TASKS FOR THIS EXERCISE>
a. From the Acer Aspire 5515 CPU thread, reproduce the passage between "My Acer Aspire" and "other related suggestions?", inclusive.
b. In the Acer Aspire 5515 CPU thread, what kind of computer does johnb35 say the processor yargdpirate picked is meant for?
c. For each statement, answer yes or no depending on whether it agrees with the Acer Aspire 5515 CPU thread, and quote the words from the thread that decide it.
(i) Newegg carries AMD mobile processors.
(ii) The processor yargdpirate chose runs at 2.6GHz and is dual core.
(iii) johnb35 says whether a processor can be changed depends on the motherboard.

SELECTED TEXT>
# # #

# Novice looking to install a new CPU into an Acer Aspire 5515



## yargdpirate (Aug 7, 2009)

My Acer Aspire 5515 could use a bit more juice, so I was thinking of installing an AMD Athlon 64 X2 5050e Brisbane 2.6GHz dual core (found at http://www.newegg.com/Product/Produ...ogle-_-Processors+-+Desktops-_-AMD-_-19103298)

I've done some internet crawling and I'm pretty sure it has the right compatibility and power usage for my laptop, but any confirmation on that would be great. Any other related suggestions?

Also, what kinds of places typically install CPUs and how much can I expect to pay?

Thanks for the help. :good::good:


----------



## johnb35 (Aug 7, 2009)

Newegg does not have any AMD mobile processors.  The processor you picked is for a desktop.  Some processors can't be changed, it all depends on the motherboard used.


----------



## Drastik (Aug 7, 2009)

# # #

RECORDED INFORMATION>
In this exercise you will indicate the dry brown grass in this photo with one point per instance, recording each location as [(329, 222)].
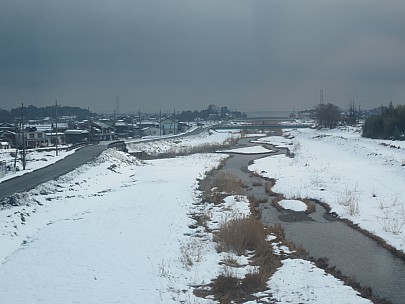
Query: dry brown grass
[(241, 234), (268, 186), (254, 204)]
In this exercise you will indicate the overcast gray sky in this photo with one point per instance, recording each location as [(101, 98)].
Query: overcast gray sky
[(250, 55)]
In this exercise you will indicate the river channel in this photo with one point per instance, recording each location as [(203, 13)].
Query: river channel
[(354, 254)]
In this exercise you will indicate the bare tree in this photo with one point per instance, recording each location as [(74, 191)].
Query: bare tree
[(327, 115)]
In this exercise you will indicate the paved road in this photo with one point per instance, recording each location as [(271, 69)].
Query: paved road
[(31, 180)]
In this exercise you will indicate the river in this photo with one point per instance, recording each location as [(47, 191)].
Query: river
[(354, 254)]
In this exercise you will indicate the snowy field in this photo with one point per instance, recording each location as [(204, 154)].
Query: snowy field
[(117, 230), (35, 159), (361, 179), (178, 144)]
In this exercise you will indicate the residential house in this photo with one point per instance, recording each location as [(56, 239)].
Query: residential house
[(169, 126), (77, 136)]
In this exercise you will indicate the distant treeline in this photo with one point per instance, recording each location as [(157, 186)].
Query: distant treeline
[(389, 124), (35, 113), (212, 111)]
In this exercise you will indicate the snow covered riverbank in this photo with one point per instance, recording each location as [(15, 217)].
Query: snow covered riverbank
[(361, 179), (117, 230)]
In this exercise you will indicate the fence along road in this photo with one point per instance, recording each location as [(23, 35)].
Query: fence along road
[(31, 180)]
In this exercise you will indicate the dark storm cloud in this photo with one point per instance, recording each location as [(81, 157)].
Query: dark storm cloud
[(185, 54)]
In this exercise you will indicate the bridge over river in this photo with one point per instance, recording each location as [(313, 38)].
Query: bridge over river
[(263, 123)]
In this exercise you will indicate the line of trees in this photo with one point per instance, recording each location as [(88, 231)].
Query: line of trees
[(389, 124), (212, 110), (327, 115)]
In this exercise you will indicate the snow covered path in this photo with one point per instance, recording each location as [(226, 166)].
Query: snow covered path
[(115, 231), (360, 178), (107, 244)]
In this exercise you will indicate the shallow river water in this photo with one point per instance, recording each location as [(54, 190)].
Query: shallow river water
[(353, 253)]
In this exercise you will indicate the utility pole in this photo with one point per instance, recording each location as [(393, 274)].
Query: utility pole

# # #

RESPONSES FOR EACH TASK>
a.
My Acer Aspire 5515 could use a bit more juice, so I was thinking of installing an AMD Athlon 64 X2 5050e Brisbane 2.6GHz dual core (found at http://www.newegg.com/Product/Produ...ogle-_-Processors+-+Desktops-_-AMD-_-19103298)

I've done some internet crawling and I'm pretty sure it has the right compatibility and power usage for my laptop, but any confirmation on that would be great. Any other related suggestions?

b. A desktop.

c.
(i) No: "Newegg does not have any AMD mobile processors."
(ii) Yes: "AMD Athlon 64 X2 5050e Brisbane 2.6GHz dual core"
(iii) Yes: "Some processors can't be changed, it all depends on the motherboard used."